— BRIEF 1 —
Copy the rows in the data listing below word for word, from the line with "is white cloud." through the last row of the listing, including both.
— Begin SUPPLIED TEXT —
Know all by these presents, that effective as of September 9, 2015 the
undersigned hereby constitutes and appoints each of Robert P. Capps and Guy M.
Malden, or either of them signing singly, and with full power of substitution,
the undersigned's true and lawful attorney-in-fact to:
(1)	prepare, execute in the undersigned's name and on the undersigned's behalf,
and submit to the U.S. Securities and Exchange Commission (the "SEC") a Form ID,
including amendments thereto, and any other documents necessary or appropriate
to obtain codes and passwords enabling the undersigned to make electronic
filings with the SEC of reports required by Section 16 (a) of the Securities
Exchange Act of 1934 or any rule or regulation of the SEC;
(2)	execute for and on behalf of the undersigned, in the undersigned's capacity
as an officer and/or director of Mitcham Industries, Inc. (the "Company"), Forms
3, 4, and 5 in accordance with Section 16(a) of the Securities Exchange Act of
1934 and the rules thereunder;
(3)	do and perform any and all acts for and on behalf of the undersigned which
may be necessary or desirable to complete and execute any such form 3, 4, or 5,
complete and execute any amendment or amendments thereto, and timely file such
form with the SEC and any stock exchange or similar authority; and
(4)	take any other action of any type whatsoever in connection with the
foregoing which, in the opinion of such attorney-in-fact, may be of benefit to,
in the best interest of, or legally required by, the undersigned, it being
understood that the documents executed by such attorney-in-fact on behalf of the
undersigned pursuant to this Power of Attorney shall be in such form and shall
contain such terms and conditions as such attorney-in-fact may approve in such
attorney-in-fact's discretion.
— End SUPPLIED TEXT —
— Begin RECORDS SUPPLIED —
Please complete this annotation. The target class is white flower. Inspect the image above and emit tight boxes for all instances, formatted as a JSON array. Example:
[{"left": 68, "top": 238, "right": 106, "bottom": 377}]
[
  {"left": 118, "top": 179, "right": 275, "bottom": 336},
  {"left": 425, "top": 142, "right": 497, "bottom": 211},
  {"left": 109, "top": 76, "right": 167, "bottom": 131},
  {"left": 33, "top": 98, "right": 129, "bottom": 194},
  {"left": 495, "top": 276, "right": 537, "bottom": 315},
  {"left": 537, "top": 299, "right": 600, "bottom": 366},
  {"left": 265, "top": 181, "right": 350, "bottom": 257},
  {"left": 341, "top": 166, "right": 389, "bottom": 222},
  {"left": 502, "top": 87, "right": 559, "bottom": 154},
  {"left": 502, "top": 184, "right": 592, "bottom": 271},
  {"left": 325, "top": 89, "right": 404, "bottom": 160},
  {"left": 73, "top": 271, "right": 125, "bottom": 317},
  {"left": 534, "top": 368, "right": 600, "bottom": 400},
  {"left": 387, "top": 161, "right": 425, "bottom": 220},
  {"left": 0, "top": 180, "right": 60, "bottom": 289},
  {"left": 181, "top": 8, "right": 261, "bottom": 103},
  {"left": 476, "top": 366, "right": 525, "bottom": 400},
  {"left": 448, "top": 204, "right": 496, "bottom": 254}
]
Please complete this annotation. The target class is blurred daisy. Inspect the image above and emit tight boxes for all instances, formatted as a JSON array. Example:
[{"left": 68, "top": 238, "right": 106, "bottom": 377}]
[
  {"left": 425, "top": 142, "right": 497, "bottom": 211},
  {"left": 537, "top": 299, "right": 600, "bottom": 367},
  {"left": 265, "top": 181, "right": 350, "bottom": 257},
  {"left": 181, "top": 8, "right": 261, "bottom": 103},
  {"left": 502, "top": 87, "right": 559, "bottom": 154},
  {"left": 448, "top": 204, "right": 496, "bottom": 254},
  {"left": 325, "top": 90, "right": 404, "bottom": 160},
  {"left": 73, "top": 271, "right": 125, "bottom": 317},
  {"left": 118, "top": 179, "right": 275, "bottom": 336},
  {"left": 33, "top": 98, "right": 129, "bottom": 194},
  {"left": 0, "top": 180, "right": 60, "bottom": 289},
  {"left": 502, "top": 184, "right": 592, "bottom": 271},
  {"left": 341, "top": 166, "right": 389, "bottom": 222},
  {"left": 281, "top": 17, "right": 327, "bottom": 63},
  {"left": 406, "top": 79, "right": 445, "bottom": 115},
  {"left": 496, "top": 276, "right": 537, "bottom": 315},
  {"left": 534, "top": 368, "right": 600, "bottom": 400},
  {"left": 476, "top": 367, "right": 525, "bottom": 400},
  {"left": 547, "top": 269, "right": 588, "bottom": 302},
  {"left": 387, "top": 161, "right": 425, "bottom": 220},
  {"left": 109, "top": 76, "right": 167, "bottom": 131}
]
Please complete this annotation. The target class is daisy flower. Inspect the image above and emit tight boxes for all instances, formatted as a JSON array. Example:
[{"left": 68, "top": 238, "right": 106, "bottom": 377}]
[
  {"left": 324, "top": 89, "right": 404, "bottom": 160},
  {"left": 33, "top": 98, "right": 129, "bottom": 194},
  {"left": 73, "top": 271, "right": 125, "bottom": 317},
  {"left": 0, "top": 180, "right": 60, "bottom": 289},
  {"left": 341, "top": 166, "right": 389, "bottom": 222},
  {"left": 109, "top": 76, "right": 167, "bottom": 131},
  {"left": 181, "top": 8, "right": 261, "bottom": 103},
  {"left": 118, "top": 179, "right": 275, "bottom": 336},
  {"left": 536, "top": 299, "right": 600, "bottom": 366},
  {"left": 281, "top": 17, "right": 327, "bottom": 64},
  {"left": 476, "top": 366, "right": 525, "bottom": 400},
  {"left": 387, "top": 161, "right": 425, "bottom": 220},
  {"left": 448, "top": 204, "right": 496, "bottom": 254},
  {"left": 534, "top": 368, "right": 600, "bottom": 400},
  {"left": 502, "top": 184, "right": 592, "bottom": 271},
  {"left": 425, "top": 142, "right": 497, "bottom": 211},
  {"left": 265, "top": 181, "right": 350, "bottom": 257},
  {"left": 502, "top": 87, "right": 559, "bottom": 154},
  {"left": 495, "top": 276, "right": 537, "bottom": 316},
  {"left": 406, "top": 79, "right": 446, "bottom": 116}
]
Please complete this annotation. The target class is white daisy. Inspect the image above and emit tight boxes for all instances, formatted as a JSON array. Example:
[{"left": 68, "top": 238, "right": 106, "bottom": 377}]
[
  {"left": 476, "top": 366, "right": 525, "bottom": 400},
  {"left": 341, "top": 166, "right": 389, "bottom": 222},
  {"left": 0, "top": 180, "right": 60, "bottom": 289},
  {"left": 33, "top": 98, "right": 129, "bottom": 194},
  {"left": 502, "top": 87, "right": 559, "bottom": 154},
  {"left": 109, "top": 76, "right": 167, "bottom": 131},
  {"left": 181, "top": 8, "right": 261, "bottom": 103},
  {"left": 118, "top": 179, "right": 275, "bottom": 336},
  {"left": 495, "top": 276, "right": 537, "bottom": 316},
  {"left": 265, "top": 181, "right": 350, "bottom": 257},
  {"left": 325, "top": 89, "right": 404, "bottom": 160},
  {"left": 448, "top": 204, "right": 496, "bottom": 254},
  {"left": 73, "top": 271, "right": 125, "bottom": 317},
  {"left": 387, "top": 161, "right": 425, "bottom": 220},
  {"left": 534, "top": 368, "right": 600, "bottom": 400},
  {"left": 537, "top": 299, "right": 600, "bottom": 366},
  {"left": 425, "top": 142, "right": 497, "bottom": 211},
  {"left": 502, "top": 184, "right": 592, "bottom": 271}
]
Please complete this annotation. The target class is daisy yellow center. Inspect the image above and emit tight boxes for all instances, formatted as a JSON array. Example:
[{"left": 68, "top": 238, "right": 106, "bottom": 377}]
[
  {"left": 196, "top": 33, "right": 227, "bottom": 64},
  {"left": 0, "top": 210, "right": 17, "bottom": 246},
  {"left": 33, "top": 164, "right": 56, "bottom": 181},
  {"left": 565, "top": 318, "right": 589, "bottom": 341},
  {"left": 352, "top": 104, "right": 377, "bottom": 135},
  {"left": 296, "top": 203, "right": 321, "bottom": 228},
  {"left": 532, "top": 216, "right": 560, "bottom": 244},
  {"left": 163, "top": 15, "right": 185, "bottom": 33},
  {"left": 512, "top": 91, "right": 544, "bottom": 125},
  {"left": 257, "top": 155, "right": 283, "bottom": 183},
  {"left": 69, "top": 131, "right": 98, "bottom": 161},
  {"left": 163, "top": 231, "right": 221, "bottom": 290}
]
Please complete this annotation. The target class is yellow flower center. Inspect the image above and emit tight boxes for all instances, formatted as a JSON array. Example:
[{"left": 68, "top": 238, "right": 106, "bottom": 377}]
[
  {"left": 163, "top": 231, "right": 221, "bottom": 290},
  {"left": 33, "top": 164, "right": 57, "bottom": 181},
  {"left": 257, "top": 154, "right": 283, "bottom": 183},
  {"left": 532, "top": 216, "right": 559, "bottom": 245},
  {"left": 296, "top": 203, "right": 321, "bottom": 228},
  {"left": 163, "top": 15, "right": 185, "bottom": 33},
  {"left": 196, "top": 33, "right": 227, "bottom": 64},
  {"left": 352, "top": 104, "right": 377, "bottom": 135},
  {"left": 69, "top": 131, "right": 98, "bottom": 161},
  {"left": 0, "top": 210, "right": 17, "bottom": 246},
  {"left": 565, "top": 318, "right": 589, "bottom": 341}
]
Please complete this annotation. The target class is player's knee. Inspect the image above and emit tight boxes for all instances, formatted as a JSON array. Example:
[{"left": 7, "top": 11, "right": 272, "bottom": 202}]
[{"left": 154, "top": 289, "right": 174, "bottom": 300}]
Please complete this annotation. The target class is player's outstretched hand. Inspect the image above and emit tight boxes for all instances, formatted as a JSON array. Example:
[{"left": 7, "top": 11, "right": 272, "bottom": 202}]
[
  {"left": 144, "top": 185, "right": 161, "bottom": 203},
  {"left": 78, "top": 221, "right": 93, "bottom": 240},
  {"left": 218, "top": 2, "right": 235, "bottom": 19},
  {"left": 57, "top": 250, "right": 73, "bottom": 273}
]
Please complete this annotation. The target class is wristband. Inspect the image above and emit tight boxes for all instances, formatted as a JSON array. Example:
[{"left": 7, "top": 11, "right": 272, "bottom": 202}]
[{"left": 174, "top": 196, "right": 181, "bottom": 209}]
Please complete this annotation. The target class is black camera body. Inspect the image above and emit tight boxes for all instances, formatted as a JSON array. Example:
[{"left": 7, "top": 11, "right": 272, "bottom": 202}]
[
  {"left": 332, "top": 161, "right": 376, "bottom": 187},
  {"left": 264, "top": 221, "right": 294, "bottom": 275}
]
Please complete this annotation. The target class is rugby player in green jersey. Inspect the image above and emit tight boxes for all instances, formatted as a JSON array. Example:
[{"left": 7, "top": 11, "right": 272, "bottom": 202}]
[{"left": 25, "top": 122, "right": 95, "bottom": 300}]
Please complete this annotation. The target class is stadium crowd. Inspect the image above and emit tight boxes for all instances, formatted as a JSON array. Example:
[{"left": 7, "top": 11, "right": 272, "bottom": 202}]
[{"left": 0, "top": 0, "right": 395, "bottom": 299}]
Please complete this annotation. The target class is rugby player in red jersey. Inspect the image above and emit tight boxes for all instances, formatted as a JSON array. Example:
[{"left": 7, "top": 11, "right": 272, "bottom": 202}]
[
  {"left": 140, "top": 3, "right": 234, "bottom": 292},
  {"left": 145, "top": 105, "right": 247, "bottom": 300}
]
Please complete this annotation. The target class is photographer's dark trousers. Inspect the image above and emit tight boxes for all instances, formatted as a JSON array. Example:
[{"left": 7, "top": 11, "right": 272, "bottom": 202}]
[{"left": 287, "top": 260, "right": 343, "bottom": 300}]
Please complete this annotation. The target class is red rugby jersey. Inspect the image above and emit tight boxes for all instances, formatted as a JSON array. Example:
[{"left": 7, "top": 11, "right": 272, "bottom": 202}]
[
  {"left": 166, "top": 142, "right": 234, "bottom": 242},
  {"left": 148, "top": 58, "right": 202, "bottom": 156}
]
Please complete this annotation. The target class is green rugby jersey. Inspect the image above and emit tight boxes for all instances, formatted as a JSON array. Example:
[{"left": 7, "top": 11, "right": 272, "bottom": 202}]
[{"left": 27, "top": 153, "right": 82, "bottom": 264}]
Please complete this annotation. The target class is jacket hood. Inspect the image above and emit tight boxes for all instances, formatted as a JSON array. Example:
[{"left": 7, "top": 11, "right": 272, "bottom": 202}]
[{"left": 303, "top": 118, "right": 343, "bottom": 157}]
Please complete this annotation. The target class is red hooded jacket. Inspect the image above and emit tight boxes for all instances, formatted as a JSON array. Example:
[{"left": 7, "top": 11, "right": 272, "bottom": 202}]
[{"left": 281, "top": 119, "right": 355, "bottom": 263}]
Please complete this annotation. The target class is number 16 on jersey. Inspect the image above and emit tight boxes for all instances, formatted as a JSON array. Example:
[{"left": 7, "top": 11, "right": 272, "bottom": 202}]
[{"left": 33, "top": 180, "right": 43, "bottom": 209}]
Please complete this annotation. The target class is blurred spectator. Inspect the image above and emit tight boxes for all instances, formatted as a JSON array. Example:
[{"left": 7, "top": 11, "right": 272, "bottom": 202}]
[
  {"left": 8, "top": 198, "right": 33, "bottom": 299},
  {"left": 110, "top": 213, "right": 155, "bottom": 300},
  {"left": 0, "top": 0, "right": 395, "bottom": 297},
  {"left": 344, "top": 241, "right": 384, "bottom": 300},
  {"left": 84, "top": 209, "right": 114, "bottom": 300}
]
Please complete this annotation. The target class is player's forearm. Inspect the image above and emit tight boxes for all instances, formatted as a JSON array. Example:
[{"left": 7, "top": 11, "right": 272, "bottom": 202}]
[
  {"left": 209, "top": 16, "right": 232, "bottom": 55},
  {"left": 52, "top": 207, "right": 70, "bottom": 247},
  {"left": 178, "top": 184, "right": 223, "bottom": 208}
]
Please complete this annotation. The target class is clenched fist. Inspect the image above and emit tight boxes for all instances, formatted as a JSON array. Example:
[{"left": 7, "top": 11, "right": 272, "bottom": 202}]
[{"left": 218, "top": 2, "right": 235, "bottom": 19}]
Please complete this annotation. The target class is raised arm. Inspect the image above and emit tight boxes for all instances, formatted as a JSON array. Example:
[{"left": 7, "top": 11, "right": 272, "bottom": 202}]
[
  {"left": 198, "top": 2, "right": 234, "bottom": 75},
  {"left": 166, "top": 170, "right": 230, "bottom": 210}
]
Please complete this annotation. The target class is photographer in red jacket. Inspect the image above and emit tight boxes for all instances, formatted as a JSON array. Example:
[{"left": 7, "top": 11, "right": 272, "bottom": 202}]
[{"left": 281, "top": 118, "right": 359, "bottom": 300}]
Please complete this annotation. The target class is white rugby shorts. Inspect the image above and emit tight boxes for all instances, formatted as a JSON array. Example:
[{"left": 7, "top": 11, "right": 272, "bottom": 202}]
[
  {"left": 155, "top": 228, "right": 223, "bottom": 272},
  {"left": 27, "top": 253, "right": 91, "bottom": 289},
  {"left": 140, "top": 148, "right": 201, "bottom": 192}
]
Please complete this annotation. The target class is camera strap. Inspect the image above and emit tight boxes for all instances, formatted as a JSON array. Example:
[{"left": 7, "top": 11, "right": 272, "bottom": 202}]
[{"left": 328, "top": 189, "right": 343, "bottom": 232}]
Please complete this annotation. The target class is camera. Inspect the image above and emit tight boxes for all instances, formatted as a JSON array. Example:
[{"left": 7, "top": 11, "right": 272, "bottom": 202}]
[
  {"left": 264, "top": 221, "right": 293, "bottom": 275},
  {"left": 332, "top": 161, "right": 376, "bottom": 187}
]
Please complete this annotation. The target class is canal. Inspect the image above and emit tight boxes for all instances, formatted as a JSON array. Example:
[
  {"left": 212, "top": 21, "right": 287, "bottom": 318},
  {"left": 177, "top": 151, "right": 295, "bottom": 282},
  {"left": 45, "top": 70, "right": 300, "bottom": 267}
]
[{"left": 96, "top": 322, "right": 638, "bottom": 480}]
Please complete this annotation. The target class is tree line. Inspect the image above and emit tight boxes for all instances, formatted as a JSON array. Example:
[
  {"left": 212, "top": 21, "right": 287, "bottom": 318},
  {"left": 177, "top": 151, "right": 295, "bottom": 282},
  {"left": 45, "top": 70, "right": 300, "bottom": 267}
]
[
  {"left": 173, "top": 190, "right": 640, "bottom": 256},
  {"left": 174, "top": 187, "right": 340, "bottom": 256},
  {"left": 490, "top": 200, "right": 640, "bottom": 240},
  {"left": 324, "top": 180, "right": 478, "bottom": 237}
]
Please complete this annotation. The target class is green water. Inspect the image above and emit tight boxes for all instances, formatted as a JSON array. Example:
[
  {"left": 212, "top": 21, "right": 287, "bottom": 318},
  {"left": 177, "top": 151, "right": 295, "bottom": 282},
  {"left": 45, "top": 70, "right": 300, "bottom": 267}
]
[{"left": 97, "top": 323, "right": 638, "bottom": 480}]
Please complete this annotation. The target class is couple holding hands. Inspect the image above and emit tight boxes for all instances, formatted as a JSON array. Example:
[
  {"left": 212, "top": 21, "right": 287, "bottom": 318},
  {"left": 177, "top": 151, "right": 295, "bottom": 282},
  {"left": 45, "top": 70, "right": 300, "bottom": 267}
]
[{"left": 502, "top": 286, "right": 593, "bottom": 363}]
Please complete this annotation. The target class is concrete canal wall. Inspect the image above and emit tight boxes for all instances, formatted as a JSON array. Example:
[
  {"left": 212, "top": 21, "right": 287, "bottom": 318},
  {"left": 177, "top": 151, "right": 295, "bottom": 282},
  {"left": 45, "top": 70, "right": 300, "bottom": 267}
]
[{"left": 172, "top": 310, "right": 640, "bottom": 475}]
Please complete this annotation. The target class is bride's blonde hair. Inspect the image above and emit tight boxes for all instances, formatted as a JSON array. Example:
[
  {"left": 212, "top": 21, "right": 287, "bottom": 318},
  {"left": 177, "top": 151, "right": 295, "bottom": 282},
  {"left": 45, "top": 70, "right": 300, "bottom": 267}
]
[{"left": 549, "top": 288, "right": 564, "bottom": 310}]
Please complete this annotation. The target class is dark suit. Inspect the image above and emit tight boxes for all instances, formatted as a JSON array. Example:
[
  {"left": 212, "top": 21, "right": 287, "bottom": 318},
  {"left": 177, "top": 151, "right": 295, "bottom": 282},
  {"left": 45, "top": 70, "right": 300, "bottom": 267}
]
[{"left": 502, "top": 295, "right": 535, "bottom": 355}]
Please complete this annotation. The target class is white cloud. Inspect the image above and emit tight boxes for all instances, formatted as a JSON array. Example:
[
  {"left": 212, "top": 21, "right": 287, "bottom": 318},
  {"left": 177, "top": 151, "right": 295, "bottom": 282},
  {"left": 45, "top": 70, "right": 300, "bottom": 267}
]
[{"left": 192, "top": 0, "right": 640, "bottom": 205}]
— End RECORDS SUPPLIED —
— BRIEF 2 —
Continue the power of attorney text above from the point where it stops.

— EXERCISE RESULT 1 —
Please complete this annotation. The target class is white cloud. Inspect the image above and emit tight boxes for all instances, formatted as a JSON array. Example:
[
  {"left": 212, "top": 21, "right": 287, "bottom": 318},
  {"left": 177, "top": 151, "right": 295, "bottom": 282},
  {"left": 45, "top": 70, "right": 300, "bottom": 267}
]
[{"left": 192, "top": 0, "right": 640, "bottom": 205}]

— EXERCISE RESULT 2 —
The undersigned hereby grants to each such attorney-in-fact full power and
authority to do and perform any and every act and thing whatsoever requisite,
necessary, or proper to be done in the exercise of any of the rights and powers
herein granted, as fully to all intents and purposes as the undersigned might or
could do if personally present, with full power of substitution or revocation,
hereby ratifying and confirming all that such attorney-in-fact, or such
attorney-in-fact's substitute or substitutes, shall lawfully do or cause to be
done by virtue of this power of attorney and the rights and powers herein
granted. The undersigned acknowledges that the foregoing attorneys-in-fact, in
serving in such capacity at the request of the undersigned, are not assuming,
nor is the Company assuming, any of the undersigned's responsibilities to comply
with Section 16 of the Securities Exchange Act of 1934.
This Power of Attorney shall remain in full force and effect until the
undersigned is no longer required to file Forms 3, 4, and 5 with respect to the
undersigned's holdings of and transactions in secur8ties issued by the Company,
unless earlier revoked by the undersigned in a signed writing delivered to the
foregoing attorneys-in-fact.

IN WITNESS WHEREOF, 	THE UNDERSIGNED HAVE CAUSED THIS Power of Attorney to be
executed as of this 9th day of September, 2015.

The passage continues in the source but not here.